_What to do_:
Return each of the rows below verbatim, without altering any line.

A block of data:
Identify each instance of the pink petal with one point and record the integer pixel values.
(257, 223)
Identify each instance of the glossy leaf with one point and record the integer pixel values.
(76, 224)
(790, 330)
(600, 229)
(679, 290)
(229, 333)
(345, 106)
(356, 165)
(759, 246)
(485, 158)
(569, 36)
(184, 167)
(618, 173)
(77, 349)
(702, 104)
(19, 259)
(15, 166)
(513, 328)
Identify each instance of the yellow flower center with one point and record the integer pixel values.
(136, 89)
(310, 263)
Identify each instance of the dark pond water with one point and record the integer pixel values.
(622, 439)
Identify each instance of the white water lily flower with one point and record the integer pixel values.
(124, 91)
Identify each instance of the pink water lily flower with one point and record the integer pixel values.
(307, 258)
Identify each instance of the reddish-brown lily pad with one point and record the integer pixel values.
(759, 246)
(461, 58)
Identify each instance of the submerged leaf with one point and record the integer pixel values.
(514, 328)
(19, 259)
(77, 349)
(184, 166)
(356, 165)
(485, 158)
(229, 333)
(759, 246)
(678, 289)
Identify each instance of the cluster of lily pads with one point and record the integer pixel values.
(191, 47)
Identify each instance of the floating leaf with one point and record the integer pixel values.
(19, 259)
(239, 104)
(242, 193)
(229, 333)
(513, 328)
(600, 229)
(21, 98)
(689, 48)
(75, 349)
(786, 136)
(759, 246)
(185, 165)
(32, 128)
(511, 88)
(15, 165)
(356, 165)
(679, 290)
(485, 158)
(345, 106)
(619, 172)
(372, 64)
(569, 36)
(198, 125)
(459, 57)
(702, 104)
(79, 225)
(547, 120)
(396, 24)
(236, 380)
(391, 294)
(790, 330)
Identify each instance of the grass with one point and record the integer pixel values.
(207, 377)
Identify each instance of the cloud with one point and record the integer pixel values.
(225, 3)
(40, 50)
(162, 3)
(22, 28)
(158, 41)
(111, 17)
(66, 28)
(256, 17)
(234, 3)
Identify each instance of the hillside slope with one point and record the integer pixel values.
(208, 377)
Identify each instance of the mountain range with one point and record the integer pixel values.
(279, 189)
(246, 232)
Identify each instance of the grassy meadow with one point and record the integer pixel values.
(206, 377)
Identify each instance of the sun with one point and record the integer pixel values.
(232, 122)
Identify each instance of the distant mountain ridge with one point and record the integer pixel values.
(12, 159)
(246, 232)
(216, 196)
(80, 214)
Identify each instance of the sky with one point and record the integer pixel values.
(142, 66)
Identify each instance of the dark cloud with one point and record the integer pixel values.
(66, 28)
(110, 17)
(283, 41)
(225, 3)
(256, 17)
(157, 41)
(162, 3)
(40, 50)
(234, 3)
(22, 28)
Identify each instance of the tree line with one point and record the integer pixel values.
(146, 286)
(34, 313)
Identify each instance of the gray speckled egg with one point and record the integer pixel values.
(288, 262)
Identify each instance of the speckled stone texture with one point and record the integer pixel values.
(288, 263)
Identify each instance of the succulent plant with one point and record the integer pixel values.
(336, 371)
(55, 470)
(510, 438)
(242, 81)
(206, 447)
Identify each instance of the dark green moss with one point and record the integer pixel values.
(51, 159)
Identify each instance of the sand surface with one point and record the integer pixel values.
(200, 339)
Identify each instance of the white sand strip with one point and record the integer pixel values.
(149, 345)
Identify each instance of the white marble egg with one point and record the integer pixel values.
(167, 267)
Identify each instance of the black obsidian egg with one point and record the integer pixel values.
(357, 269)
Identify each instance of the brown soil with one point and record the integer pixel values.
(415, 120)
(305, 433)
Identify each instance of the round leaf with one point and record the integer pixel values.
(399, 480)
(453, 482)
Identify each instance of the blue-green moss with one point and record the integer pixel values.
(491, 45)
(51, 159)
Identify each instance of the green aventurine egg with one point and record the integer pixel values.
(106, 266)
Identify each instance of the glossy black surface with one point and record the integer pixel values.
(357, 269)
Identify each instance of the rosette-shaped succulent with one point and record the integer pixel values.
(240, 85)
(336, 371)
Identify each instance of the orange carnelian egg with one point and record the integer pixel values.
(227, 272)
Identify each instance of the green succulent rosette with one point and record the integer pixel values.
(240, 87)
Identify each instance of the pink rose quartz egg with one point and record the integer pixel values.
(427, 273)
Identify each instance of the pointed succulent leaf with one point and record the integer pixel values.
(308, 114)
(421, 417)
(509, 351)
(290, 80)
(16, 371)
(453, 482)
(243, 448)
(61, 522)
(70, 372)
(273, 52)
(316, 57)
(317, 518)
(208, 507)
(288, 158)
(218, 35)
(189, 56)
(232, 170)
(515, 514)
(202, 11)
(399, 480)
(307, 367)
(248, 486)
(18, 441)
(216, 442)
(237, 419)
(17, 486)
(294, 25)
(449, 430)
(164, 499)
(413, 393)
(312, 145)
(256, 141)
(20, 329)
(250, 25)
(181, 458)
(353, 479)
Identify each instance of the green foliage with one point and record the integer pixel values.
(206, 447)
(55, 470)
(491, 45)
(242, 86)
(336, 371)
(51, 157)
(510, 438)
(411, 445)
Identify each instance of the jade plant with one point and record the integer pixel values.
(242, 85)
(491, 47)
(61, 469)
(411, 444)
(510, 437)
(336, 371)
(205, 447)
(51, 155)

_Final result_:
Identify each instance of the pink petal with one point and record the integer pixel values.
(257, 223)
Identify each instance of the glossy leaf with one point and record the integer pixel values.
(76, 224)
(790, 330)
(600, 229)
(679, 290)
(229, 333)
(345, 106)
(356, 165)
(759, 246)
(485, 158)
(569, 36)
(184, 167)
(618, 173)
(77, 349)
(702, 104)
(19, 259)
(15, 166)
(513, 328)
Identify each instance of the yellow flower center with one point and record the integer pixel values.
(136, 89)
(310, 263)
Identify each instance of the dark pond water with one point and record the integer pixel values.
(622, 439)
Identify each instance of the white water lily flower with one point and record the integer pixel values.
(124, 91)
Identify each instance of the pink water lily flower with one point and record the integer pixel values.
(307, 258)
Identify each instance of the reddish-brown lily pad with one point and record the integer pixel values.
(759, 246)
(461, 58)
Identify each instance of the submerged leaf with one point and record the integer pixel values.
(514, 328)
(19, 259)
(77, 349)
(184, 166)
(356, 165)
(485, 158)
(229, 333)
(759, 246)
(678, 289)
Identify each instance of the cluster of lily pads with one point and record the integer pixel values.
(191, 47)
Identify each instance of the floating leaf with one point and record the integer pixel values.
(19, 259)
(239, 104)
(242, 193)
(229, 333)
(513, 328)
(600, 229)
(21, 98)
(689, 48)
(75, 349)
(786, 136)
(759, 246)
(185, 165)
(32, 128)
(511, 88)
(15, 165)
(356, 165)
(679, 290)
(485, 158)
(345, 106)
(619, 172)
(372, 64)
(569, 36)
(198, 125)
(459, 57)
(702, 104)
(79, 225)
(547, 120)
(396, 24)
(236, 380)
(391, 294)
(790, 330)
Identify each instance of the grass with one point and record the integer pixel values.
(207, 377)
Identify each instance of the cloud with one point and record the integer pixel values.
(225, 3)
(40, 50)
(162, 3)
(22, 28)
(158, 41)
(111, 17)
(66, 28)
(256, 17)
(234, 3)
Identify each instance of the hillside slope with one point and record the integer pixel values.
(208, 377)
Identify each instance of the mountain range with one point and record the integer pixel values.
(279, 189)
(246, 232)
Identify each instance of the grassy meadow with one point and record the integer pixel values.
(206, 377)
Identify each instance of the sun with one point and record the integer pixel values.
(232, 122)
Identify each instance of the distant mountain ridge with one point and record the integer pixel values.
(12, 159)
(246, 232)
(216, 196)
(80, 214)
Identify each instance of the sky with one point and record the integer pixel values.
(142, 66)
Identify each instance of the dark cloud with one point and record the integer pixel values.
(66, 28)
(110, 17)
(283, 41)
(225, 3)
(256, 17)
(157, 41)
(162, 3)
(40, 50)
(234, 3)
(22, 28)
Identify each instance of the tree line with one point and record the integer pixel values.
(146, 286)
(34, 313)
Identify each instance of the gray speckled egg with one point and record the integer pixel values.
(288, 262)
Identify each instance of the speckled stone texture with one point and record the integer pixel values.
(288, 263)
Identify each instance of the succulent plant with one point and record the integer pixel values.
(336, 371)
(55, 470)
(510, 438)
(242, 81)
(206, 447)
Identify each instance of the dark green moss with one point and record the integer pixel values.
(51, 159)
Identify each instance of the sand surface with one point and record the integer pixel values.
(200, 339)
Identify each instance of the white sand strip with one point and record the integer pixel values.
(149, 345)
Identify each instance of the white marble egg with one point and record the integer pixel values.
(167, 267)
Identify each instance of the black obsidian egg with one point and record the integer pixel values.
(357, 269)
Identify each instance of the brown soil with one point and record the integer pixel values.
(415, 120)
(305, 433)
Identify each instance of the round leaf with one point and record the integer pixel values.
(399, 480)
(453, 482)
Identify each instance of the blue-green moss with one point and record the integer pixel values.
(491, 45)
(51, 159)
Identify each instance of the green aventurine egg with one point and record the integer pixel values.
(106, 266)
Identify each instance of the glossy black surface with one point and record the integer pixel values.
(357, 269)
Identify each instance of the rosette-shaped succulent with one point and record the integer pixel values.
(240, 85)
(336, 371)
Identify each instance of the orange carnelian egg with one point and record the integer pixel values.
(227, 272)
Identify each instance of the green succulent rosette with one point and record the integer pixel values.
(240, 87)
Identify each instance of the pink rose quartz egg with one point and record the integer pixel values.
(427, 273)
Identify each instance of the pointed succulent leaf with one point and record the integer pixel values.
(308, 114)
(421, 417)
(509, 351)
(290, 80)
(16, 371)
(453, 482)
(243, 448)
(61, 522)
(70, 372)
(273, 52)
(316, 57)
(317, 518)
(208, 507)
(288, 158)
(218, 35)
(189, 56)
(232, 170)
(515, 514)
(202, 11)
(399, 480)
(307, 367)
(248, 486)
(18, 441)
(216, 442)
(237, 419)
(17, 486)
(294, 25)
(449, 430)
(164, 499)
(413, 393)
(312, 145)
(256, 141)
(20, 329)
(250, 25)
(181, 458)
(353, 479)
Identify each instance of the green foliage with one point and record the integer pixel values.
(206, 447)
(55, 470)
(491, 45)
(242, 86)
(336, 371)
(51, 157)
(510, 438)
(411, 445)
Identify each instance of the jade plant with one point and record the integer pixel values.
(242, 85)
(491, 47)
(61, 469)
(411, 444)
(510, 437)
(336, 371)
(205, 447)
(51, 155)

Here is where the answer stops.